_PROBLEM DETAILS_.
Convert the rows below into a two-column CSV with the headers text and answer. Give one CSV line per row, put each field in double quotes with any line breaks replaced by spaces, and leave the pictures out.

======== INFORMATION GIVEN

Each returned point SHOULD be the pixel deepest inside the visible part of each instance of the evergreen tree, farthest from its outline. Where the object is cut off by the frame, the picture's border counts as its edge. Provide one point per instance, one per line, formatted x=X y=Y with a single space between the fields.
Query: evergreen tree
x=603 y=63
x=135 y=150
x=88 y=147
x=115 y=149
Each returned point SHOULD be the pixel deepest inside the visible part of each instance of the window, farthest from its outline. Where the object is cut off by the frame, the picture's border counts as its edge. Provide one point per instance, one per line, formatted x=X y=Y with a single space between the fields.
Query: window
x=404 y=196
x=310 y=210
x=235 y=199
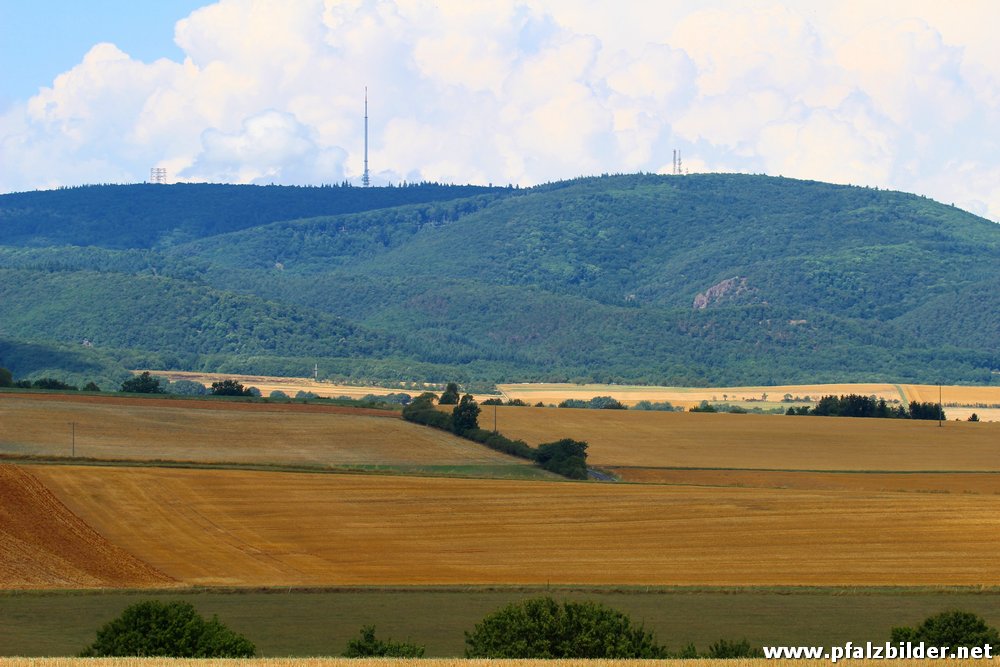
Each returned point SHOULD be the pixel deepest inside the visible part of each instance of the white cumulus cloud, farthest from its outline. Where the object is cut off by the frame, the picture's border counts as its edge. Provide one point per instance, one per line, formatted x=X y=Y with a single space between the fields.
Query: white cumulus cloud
x=896 y=94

================

_FINAL RESULT_.
text,answer
"Each returned point SHOULD be the pixel deepest inside the visible part of each instance of the evergreen tree, farthest from its outline. Where the object is cut off by the frame, the picture's border counts as its edge. Provide one point per instance, one per line, formatted x=X y=Y with a single space between the fields. Query: evergreen tree","x=603 y=63 x=135 y=150 x=88 y=147 x=115 y=149"
"Each returned point SHOULD be the pixel deepest inside the visible part of each instance of the window, farthest from its outline. Where the object is cut off by the frame, the picture's border counts as its edge. Provide one point per instance, one per line, formatted x=X y=Y with a single space between the fields. Query: window","x=404 y=196 x=310 y=210 x=235 y=199"
"Each returned point SHOULD be the pixel deepest inside the visible part of each instance of the white cumulus cloud, farthest from its outline. Where the object is cut off by the frame, the picture's border counts as its edge. Provide one point per instance, one per line, formatted x=X y=Y with a single space between the fields. Query: white cumulus cloud","x=896 y=94"